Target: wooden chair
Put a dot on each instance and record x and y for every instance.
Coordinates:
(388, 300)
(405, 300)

· · · · ·

TO DO. Return every one of the entries above word for word, with no changes.

WORKED SOLUTION.
Target: wooden chair
Put a dot on each instance and record x and y for every instance.
Coordinates:
(388, 300)
(405, 300)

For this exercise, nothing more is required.